_DATA EXTRACT_.
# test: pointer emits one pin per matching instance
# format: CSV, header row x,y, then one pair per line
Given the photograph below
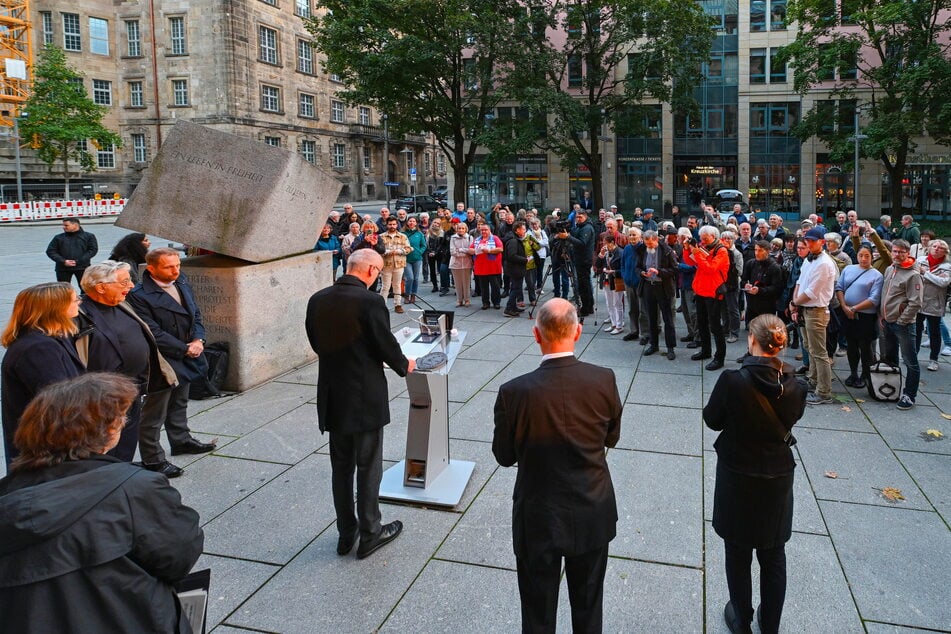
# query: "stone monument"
x,y
259,208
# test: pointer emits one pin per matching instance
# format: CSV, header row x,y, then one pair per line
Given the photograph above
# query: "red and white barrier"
x,y
59,209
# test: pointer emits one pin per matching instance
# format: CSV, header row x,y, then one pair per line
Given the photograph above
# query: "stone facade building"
x,y
243,67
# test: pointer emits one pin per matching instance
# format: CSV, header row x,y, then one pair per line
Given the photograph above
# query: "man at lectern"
x,y
556,422
349,328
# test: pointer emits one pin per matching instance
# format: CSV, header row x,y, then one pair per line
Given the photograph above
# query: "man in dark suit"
x,y
555,423
349,328
112,338
166,303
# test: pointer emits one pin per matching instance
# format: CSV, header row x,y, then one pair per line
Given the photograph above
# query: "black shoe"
x,y
388,533
729,615
345,543
166,468
193,446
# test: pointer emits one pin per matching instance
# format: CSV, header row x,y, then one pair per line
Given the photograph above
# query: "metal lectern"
x,y
427,474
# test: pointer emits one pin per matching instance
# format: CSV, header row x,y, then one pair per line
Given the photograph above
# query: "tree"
x,y
897,56
428,65
60,117
590,66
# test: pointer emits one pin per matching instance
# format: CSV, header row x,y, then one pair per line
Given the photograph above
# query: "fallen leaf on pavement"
x,y
892,494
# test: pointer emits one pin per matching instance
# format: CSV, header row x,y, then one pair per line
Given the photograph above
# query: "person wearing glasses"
x,y
112,338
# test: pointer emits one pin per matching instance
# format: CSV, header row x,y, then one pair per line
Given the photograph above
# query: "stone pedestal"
x,y
259,310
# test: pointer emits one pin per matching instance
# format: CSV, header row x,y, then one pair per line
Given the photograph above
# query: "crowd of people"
x,y
88,380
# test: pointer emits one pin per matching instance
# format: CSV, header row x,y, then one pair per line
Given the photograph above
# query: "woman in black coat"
x,y
755,409
40,350
89,543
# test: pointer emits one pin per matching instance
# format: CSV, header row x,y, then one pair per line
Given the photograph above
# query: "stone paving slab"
x,y
932,473
658,524
319,591
232,581
451,597
215,483
663,429
817,593
287,439
867,467
483,536
279,519
896,561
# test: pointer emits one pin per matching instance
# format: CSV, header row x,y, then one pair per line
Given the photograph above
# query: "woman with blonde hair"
x,y
40,350
754,409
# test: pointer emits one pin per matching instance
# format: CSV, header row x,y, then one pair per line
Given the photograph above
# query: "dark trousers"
x,y
489,289
361,452
708,322
170,408
129,438
772,583
656,300
583,273
539,577
65,276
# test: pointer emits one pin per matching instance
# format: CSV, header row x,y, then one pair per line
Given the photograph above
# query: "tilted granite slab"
x,y
231,195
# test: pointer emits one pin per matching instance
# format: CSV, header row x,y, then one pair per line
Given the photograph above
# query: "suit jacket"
x,y
349,328
555,422
98,346
173,325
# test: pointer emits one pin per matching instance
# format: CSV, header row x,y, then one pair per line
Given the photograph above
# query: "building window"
x,y
47,19
305,57
337,112
575,71
72,39
140,151
757,65
270,98
777,69
176,30
135,94
306,107
267,45
339,156
98,36
133,38
102,92
106,156
180,92
308,150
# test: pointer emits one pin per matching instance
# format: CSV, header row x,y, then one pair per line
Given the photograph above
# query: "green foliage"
x,y
901,52
617,55
60,115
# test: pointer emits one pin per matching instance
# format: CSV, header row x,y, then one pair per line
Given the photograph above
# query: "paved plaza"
x,y
857,562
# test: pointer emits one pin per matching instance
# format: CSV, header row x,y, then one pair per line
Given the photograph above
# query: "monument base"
x,y
259,310
445,490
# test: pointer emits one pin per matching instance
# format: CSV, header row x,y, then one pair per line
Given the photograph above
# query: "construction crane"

_TASK ITEM_.
Every line above goes into the copy unchanged; the pictures do not.

_FINAL ANSWER_.
# test: pointer emits one pin per matching instance
# format: CSV, header row x,y, then one pair per line
Given the photograph below
# query: "stone monument"
x,y
259,208
# test: pointer emits one pin per matching instance
# format: CSV, header row x,y, then one pair per line
Given the photograph above
# query: "red and white barrier"
x,y
59,209
# test: pointer emits one pin per matching instance
# format: CSV, header row x,y, then one pair per line
Given the photograph above
# query: "stone facade building"
x,y
243,67
# test: pointer emits one pin per matching instance
# format: CSV, header row x,y, then one pair per line
Given the photograph above
# query: "man at lectern"
x,y
556,422
349,328
# test: pointer emits one pin per matching instance
# format: CSV, header row x,y, then one pair per line
Given the photograph above
# query: "man in dark suit"
x,y
555,423
349,328
112,338
166,303
# test: pointer emits one pin per matching instance
# format: CSV, header row x,y, then one pair per line
Given the photograph above
# query: "black shoe"
x,y
388,533
729,615
345,543
166,468
193,446
# test: pointer emits one pin per matching instance
# format: CSV, header row x,y, then one pair per line
Given the photograph above
# query: "metal lectern"
x,y
427,474
# test: pointer emits one pin per matching instance
# format: CSV, header row x,y, then one pair per line
Given the photograph above
# query: "tree"
x,y
897,56
428,65
60,117
590,66
# test: pointer emits one pin per matching instance
# format: CSV, header row x,y, then one pair per line
Given the photograph above
# query: "fallen leaf on pavement"
x,y
892,494
# test: pointer emits one pin per matching instance
# format: CSV, header row x,y, then one pair per line
Given the photograph above
# query: "person wearing glasses"
x,y
112,338
# test: pointer emits one pin per matching instance
# format: CSV, header row x,y, then one pair per line
Given the photograph above
# query: "stone pedestal"
x,y
259,310
# test: pointer emits one pin per matching instance
# format: CSV, header row x,y, then one pair per line
Given the photograph above
# query: "crowd of people"
x,y
88,380
# test: pointer emits one pin per matching instance
# format: CSV, header row x,y, then one pair per line
Given the photograph above
# query: "woman in black coat"
x,y
755,409
40,350
89,543
# test: pointer emits one pin per matching instance
# format: CSV, header row x,y, then one pair per line
Given the photograph above
# query: "stone paving slab"
x,y
932,473
658,524
319,591
232,581
451,597
215,483
663,429
817,593
287,439
867,467
483,536
279,519
896,561
# test: pointer emits one pin per matching instance
# format: CSV, header row x,y, then one pair per line
Given the photograph above
# query: "woman with blonde hair"
x,y
40,350
754,409
# test: pointer emits one pin per matching instance
# format: CSV, header row x,y, then one pair per line
Given the photograph above
# query: "dark trousers"
x,y
489,289
361,452
708,322
170,408
129,438
772,583
656,300
583,273
539,577
65,276
# test: pointer emits one pin per matching instance
# format: CSV, header row x,y, then one pair per line
Given the photograph above
# query: "tilted granite slab"
x,y
231,195
# test: pointer emits one pin per matching instance
# format: CSV, header row x,y, then one pair per line
Given the photograph above
# query: "suit jacket"
x,y
349,328
555,422
98,346
173,325
# test: pointer emits one pin per matching instance
# format: CSV, header row x,y, then one pair per line
Given the photograph above
# query: "building window"
x,y
47,19
305,57
337,112
575,71
72,39
140,151
757,65
270,98
777,69
176,30
135,94
306,107
267,45
339,156
98,36
133,38
102,92
106,156
180,92
308,150
# test: pointer emits one pin per matching instance
# format: CSV, header row x,y, then one pair per line
Given the photograph above
# query: "green foliage"
x,y
901,52
617,55
60,115
# test: pointer emits one pin per matching instance
# format: CSV, header row x,y, then one pair per line
Given the photograph above
# query: "paved plaza"
x,y
857,562
# test: pointer emits one pin per matching instance
# format: CSV, header row x,y, then one pair per line
Given the photograph above
# query: "monument base"
x,y
259,310
445,490
# test: pointer emits one pin per matching instance
# format: CSV, header row x,y, then one pair per line
Given the photograph above
# query: "construction crane"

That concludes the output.